* _WRITTEN TASK_
Write the data out again in full, with no departure from the original.

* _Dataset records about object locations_
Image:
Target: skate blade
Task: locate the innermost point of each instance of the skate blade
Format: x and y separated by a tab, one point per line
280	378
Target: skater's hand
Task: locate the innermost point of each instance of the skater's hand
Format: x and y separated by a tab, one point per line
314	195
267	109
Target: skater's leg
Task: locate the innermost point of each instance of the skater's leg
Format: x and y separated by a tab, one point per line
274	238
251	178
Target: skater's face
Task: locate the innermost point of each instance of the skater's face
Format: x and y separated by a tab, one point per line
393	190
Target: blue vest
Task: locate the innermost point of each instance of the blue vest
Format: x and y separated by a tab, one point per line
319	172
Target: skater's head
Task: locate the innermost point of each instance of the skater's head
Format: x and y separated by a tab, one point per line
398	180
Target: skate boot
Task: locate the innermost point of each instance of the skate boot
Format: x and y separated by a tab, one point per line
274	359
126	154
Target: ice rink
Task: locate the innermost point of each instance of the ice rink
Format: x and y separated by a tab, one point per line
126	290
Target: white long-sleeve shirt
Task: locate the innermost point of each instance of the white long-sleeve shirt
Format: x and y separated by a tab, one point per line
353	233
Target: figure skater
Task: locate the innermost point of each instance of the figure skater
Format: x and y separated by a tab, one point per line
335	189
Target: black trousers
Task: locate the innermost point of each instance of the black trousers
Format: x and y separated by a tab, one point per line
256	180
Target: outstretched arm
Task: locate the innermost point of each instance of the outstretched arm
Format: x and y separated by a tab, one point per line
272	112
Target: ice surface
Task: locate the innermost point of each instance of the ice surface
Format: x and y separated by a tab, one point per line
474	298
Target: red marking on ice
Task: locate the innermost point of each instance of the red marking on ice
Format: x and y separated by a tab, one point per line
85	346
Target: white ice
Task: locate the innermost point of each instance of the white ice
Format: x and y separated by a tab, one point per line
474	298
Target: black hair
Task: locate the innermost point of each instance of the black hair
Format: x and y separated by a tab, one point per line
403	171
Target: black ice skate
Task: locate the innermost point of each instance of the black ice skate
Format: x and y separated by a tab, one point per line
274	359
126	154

* _THE RESULT_
Image:
Target: skate blade
Task: locate the innermost point of each instance of the skate blade
Format: x and y separated by a tab, one point per line
280	378
Target: skater's hand
Task: locate the innermost point of each instance of the skater's hand
Format: x and y separated by a tab, one point per line
314	195
267	109
Target: skater's leg
Task: locate the innermost point of each instance of the skater's leg
Format: x and y separated by a tab, one point per line
274	238
251	178
Target: skater's face
Task: locate the innermost point of each instance of the skater's face
Format: x and y separated by a tab, one point per line
393	190
Target: blue vest
Task: locate the innermost point of each instance of the blue vest
Format: x and y separated by a tab, one point per line
319	172
Target: skater's head
Task: locate the innermost point of each instance of the skater's head
Format: x and y separated by a tab, one point per line
398	180
Target: skate boot
Task: locate the innermost point of each instance of the skate boot
Format: x and y separated by a tab, one point per line
274	359
126	154
Target: ice rink
Task: locate the innermost point of each instance of the ice rink
Format: x and y separated by a tab, one point per line
126	290
Target: white long-sleeve shirt
Task: locate the innermost point of each instance of the white long-sleeve shirt
Format: x and y separated by a tab, one point per line
353	233
Target: figure skater
Task: locate the innermost point of each instance of the figure skater
Format: x and y separated by a tab, one point per line
335	189
Target: black trousers
Task: locate the innermost point of each instance of the black trousers
Format: x and y separated by a tab, one point per line
256	180
Target: outstretched arm
Task: locate the innermost point of each instance of the outstretched arm
Format: x and y separated by a tab, one point per line
272	112
Target: ice surface
Task: locate the innermost point of each instance of the ice surface
Format: x and y separated by a tab, one point per line
474	298
Target: red marking on ice
Task: locate the innermost point of each instance of the red marking on ice
Format: x and y separated by a tab, one point per line
85	346
Target: white ice
Task: locate the innermost point of each instance of the white ice
Format: x and y separated by a tab, one point per line
474	298
Target: black hair
Task: locate the innermost point of each instance of the black hair
Format: x and y separated by a tab, one point per line
403	171
Target: black ice skate
Task: locate the innermost point of each instance of the black ice skate
Format: x and y separated by a tab, one point per line
274	359
126	154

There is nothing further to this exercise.